Job: Show every line of the records that contains the string "white", copying each one in full. Case counts.

Extracted material:

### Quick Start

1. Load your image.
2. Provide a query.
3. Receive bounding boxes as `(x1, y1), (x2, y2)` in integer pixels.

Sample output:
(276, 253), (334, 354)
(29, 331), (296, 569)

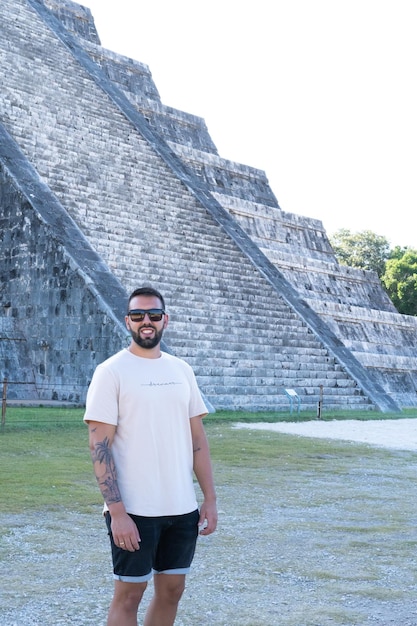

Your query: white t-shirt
(84, 349), (207, 517)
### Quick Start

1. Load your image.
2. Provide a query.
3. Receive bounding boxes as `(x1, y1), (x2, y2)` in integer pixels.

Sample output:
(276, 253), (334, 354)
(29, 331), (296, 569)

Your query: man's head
(125, 287), (168, 355)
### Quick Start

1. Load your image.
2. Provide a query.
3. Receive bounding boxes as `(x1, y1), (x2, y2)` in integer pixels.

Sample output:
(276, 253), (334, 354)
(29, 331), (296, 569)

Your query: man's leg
(143, 574), (185, 626)
(107, 580), (147, 626)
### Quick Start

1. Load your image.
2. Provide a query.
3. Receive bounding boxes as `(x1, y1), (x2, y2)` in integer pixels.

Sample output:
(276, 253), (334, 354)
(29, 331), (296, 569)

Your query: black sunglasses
(127, 309), (165, 322)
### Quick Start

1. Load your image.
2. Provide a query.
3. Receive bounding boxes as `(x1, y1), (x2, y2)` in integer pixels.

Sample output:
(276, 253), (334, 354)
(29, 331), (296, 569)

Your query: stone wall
(0, 0), (417, 410)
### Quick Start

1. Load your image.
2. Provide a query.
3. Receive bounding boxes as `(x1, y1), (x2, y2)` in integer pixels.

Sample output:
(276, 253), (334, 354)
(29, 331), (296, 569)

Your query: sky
(78, 0), (417, 249)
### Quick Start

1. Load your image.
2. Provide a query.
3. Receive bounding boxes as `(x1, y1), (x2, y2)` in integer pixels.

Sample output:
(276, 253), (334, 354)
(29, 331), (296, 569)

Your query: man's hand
(110, 507), (140, 552)
(198, 501), (217, 535)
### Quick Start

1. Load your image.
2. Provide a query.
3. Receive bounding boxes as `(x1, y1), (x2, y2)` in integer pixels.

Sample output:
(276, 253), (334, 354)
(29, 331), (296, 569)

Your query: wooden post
(1, 378), (7, 426)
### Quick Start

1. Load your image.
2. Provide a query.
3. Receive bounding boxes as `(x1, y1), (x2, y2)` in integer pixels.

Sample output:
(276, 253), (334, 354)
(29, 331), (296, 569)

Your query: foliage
(381, 247), (417, 315)
(330, 228), (390, 277)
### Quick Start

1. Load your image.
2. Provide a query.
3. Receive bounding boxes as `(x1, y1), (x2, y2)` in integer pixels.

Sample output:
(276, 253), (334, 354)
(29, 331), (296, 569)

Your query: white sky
(78, 0), (417, 248)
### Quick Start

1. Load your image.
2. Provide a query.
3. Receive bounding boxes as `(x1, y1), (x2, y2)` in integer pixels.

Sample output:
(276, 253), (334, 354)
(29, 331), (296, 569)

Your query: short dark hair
(127, 287), (165, 310)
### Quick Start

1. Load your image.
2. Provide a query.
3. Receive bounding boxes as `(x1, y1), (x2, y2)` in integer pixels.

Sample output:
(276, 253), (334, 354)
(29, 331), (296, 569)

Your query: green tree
(381, 246), (417, 315)
(330, 228), (390, 277)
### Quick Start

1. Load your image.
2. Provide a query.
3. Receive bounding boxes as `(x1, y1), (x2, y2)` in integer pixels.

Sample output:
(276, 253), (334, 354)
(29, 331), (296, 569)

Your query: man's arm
(88, 422), (140, 552)
(190, 416), (217, 535)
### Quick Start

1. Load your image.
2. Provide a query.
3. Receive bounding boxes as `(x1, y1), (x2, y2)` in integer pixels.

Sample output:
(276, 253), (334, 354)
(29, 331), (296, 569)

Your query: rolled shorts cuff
(153, 567), (191, 575)
(113, 572), (152, 583)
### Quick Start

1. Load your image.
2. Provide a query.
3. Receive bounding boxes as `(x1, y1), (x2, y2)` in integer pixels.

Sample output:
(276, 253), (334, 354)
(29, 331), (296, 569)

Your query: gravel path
(0, 425), (417, 626)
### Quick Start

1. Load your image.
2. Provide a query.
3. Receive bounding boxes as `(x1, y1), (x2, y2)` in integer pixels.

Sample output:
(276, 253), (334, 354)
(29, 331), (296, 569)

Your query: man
(84, 287), (217, 626)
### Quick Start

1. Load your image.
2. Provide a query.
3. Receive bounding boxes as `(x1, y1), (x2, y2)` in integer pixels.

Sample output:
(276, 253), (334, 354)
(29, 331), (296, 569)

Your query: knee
(114, 583), (147, 612)
(156, 576), (185, 604)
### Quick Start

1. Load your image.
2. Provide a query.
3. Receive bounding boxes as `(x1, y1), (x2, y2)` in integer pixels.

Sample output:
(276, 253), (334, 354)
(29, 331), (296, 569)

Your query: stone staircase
(0, 0), (417, 411)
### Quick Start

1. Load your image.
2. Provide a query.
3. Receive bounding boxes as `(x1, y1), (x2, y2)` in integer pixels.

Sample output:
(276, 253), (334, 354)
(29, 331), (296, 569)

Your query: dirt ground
(0, 420), (417, 626)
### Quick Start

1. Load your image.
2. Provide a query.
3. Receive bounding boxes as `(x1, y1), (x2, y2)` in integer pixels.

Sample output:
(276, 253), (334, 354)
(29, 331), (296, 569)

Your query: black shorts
(105, 509), (200, 582)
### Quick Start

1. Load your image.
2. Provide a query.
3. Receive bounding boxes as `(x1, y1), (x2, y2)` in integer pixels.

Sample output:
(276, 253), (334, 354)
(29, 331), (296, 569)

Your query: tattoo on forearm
(92, 437), (122, 504)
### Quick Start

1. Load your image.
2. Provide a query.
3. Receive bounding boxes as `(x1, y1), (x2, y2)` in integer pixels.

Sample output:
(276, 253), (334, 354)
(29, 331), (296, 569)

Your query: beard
(130, 326), (164, 350)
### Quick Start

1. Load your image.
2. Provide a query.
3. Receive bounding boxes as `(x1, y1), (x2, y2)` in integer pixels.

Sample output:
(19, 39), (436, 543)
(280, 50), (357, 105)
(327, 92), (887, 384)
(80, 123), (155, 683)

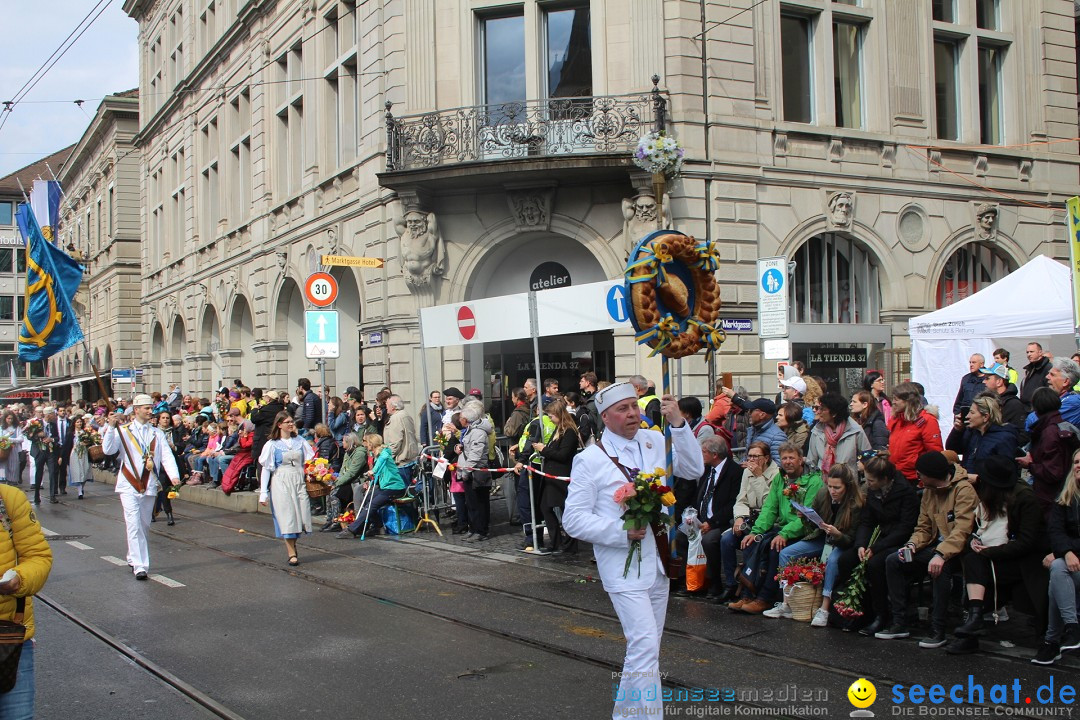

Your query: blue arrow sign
(593, 285), (630, 323)
(761, 268), (784, 295)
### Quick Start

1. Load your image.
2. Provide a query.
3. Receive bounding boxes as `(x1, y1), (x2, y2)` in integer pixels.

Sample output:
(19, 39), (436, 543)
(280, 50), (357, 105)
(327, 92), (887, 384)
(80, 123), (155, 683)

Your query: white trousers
(119, 492), (156, 572)
(609, 572), (669, 720)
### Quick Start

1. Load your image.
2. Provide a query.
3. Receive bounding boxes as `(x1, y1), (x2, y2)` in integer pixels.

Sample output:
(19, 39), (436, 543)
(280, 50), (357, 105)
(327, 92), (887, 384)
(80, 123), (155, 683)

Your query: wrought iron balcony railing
(387, 76), (667, 171)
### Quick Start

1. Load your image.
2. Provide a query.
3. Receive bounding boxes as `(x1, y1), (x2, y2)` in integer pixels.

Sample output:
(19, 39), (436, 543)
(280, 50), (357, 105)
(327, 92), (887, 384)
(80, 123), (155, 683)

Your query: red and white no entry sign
(458, 305), (476, 340)
(303, 272), (337, 308)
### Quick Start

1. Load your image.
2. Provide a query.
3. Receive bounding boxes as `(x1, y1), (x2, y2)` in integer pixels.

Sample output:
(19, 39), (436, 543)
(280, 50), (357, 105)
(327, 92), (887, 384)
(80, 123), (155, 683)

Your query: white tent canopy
(908, 256), (1074, 416)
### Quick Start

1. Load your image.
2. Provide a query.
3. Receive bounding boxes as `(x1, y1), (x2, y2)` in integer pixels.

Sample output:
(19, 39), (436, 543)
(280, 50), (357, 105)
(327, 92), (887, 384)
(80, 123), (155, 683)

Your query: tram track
(54, 498), (1067, 718)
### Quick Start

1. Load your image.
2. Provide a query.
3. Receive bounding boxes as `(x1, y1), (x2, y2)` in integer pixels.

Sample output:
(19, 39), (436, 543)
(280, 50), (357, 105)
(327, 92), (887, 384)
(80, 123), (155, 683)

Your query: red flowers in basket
(777, 558), (825, 587)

Task result:
Your query: white t-shirt
Your query: white sky
Your query: white trousers
Your query: red and white no entry sign
Your query: white tent canopy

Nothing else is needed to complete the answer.